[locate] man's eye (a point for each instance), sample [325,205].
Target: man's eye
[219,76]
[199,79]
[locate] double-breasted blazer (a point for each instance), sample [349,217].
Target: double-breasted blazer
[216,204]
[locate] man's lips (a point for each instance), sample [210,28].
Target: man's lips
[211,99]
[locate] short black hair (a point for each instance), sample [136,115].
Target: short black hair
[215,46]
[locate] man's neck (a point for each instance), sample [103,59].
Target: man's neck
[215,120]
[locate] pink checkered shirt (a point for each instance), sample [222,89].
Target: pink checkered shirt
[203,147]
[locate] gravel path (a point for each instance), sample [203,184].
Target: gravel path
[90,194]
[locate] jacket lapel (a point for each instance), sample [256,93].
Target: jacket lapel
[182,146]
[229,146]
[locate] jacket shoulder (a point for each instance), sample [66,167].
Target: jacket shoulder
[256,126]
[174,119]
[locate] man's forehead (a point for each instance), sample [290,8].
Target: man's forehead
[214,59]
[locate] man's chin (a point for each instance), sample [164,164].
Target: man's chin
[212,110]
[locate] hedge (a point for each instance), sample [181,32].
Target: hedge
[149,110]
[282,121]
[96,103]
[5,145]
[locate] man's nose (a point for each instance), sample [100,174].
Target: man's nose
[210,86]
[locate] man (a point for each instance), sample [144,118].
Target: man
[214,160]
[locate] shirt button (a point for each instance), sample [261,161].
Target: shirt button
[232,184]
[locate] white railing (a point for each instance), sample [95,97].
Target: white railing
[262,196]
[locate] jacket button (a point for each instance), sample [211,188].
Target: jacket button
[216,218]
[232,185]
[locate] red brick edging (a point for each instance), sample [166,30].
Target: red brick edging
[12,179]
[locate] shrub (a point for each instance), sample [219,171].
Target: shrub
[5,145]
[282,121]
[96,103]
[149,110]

────────────────────

[Directions for this task] The records above are to be transcribed exactly, with nothing left out.

[Task solution]
[locate] man's eye (a point for each instance), sample [325,205].
Target: man's eye
[219,76]
[199,79]
[locate] double-breasted blazer (a point for each instance), sample [349,217].
Target: double-breasted blazer
[216,204]
[locate] man's lips (a point for each instance), sample [210,28].
Target: man's lips
[211,99]
[locate] short black hair (a point for each instance), sample [136,115].
Target: short black hair
[215,46]
[locate] man's neck (a point for each instance), sample [103,59].
Target: man's neck
[215,120]
[locate] pink checkered shirt (a point for each instance), sample [222,89].
Target: pink checkered shirt
[203,147]
[locate] gravel path (a point for each instance), sample [203,184].
Target: gravel path
[90,194]
[locate] jacket lapel (a point for each instance), sample [256,93].
Target: jacket lapel
[182,146]
[229,146]
[locate] jacket shoulder (a point for each instance), sample [66,167].
Target: jacket shoulder
[256,126]
[174,119]
[locate] man's forehead (a point for each instance), sample [290,8].
Target: man's forehead
[214,59]
[locate] man's chin (a point for each instance), sample [164,164].
Target: man's chin
[212,110]
[locate] hedge (a point for each instance), sample [181,32].
Target: hedge
[149,110]
[282,121]
[96,103]
[5,145]
[locate] man's nose (a point for each instance), sample [100,174].
Target: man's nose
[210,86]
[locate] man (a point for each instance), sample [144,118].
Target: man
[214,160]
[locate] shirt button (a point for each instance), sample [261,161].
Target: shirt button
[232,184]
[locate] white railing (a point for each instance), sample [95,97].
Target: white railing
[262,196]
[locate] jacket button (a point for each instance), sample [211,188].
Target: jacket button
[216,218]
[232,185]
[locate] red brick edging (a point for each instance), sample [166,30].
Target: red brick edging
[12,179]
[locate] shrub (a point for each instance), sample [219,171].
Target: shrub
[5,145]
[282,121]
[96,103]
[149,110]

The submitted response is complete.